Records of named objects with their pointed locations
— Start —

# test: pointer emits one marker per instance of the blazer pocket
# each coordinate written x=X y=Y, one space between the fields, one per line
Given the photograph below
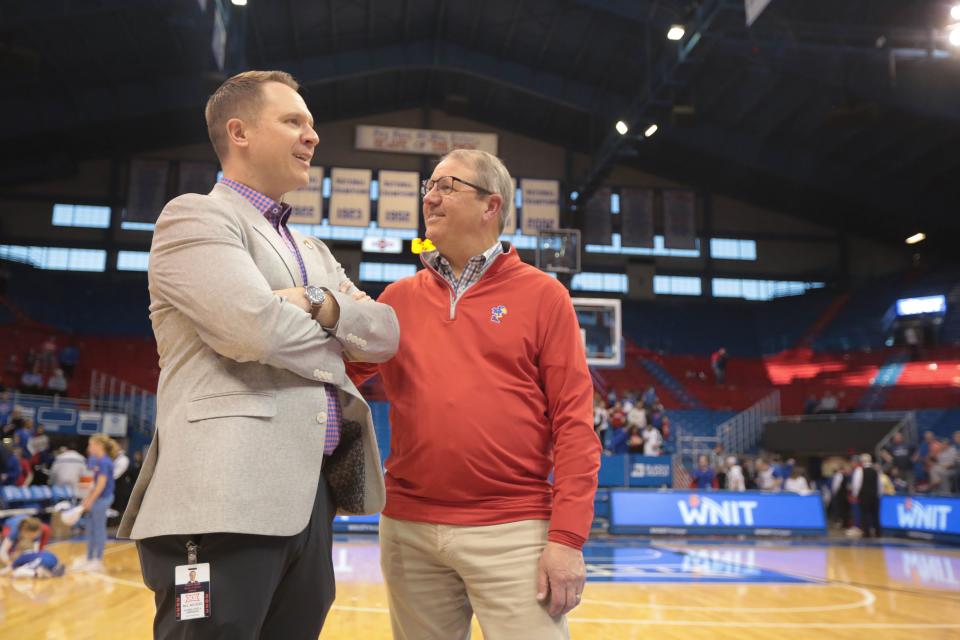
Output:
x=232 y=403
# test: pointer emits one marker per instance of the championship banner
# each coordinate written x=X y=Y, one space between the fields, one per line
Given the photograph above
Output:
x=147 y=192
x=307 y=201
x=679 y=220
x=350 y=197
x=399 y=203
x=426 y=141
x=598 y=221
x=636 y=218
x=541 y=205
x=510 y=224
x=196 y=177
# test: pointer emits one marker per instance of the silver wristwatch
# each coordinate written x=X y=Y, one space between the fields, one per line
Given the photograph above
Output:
x=316 y=296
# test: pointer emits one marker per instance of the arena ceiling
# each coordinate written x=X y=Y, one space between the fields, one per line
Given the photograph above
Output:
x=845 y=112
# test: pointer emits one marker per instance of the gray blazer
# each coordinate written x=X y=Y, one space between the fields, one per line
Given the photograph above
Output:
x=241 y=408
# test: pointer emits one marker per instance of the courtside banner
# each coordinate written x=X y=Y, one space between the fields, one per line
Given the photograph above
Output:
x=307 y=202
x=399 y=203
x=350 y=197
x=926 y=518
x=541 y=205
x=427 y=141
x=748 y=512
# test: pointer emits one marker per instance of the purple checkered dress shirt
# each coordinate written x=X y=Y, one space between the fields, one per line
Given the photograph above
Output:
x=277 y=214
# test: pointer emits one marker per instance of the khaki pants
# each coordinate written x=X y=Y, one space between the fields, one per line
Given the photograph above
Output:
x=438 y=576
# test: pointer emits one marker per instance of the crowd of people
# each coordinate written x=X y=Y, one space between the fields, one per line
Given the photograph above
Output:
x=635 y=423
x=42 y=370
x=102 y=479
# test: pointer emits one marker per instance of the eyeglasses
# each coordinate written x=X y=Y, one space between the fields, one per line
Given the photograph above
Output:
x=444 y=186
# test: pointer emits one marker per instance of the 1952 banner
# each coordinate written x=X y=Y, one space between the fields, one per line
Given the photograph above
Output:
x=350 y=197
x=399 y=204
x=307 y=201
x=541 y=205
x=427 y=141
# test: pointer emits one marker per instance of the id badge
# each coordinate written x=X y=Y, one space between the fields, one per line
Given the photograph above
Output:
x=192 y=589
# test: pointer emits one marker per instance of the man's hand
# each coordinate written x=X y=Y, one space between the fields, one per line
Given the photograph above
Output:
x=561 y=575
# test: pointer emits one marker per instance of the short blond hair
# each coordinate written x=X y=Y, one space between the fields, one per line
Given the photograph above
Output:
x=491 y=174
x=239 y=97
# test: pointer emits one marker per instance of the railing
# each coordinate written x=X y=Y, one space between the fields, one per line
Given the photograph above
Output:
x=109 y=393
x=742 y=432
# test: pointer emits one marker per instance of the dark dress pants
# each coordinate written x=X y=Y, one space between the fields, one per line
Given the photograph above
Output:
x=261 y=587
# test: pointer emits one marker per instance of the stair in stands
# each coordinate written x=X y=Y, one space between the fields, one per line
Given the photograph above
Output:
x=828 y=316
x=886 y=377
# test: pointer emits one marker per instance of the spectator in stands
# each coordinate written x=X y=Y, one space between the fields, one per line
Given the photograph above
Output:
x=9 y=466
x=23 y=431
x=95 y=505
x=22 y=534
x=25 y=479
x=901 y=456
x=57 y=383
x=31 y=382
x=637 y=417
x=735 y=479
x=797 y=482
x=718 y=362
x=68 y=466
x=652 y=441
x=829 y=403
x=650 y=398
x=946 y=464
x=69 y=356
x=866 y=488
x=48 y=354
x=6 y=408
x=38 y=446
x=703 y=474
x=839 y=508
x=601 y=416
x=766 y=481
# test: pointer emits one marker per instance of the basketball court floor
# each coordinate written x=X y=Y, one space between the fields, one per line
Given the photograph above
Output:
x=638 y=588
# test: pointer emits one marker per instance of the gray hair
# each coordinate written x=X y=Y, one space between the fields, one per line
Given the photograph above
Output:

— End —

- EXERCISE INSTRUCTIONS: Copy out the lines without changes, beginning at the line that contains "# test: pointer emits one marker per instance of the silver" and ending after the line that contains "x=316 y=296".

- EXPECTED ANSWER:
# test: pointer emits one marker per instance of the silver wristwatch
# each coordinate written x=X y=Y, one space between the fields, one per line
Given the photograph above
Output:
x=316 y=296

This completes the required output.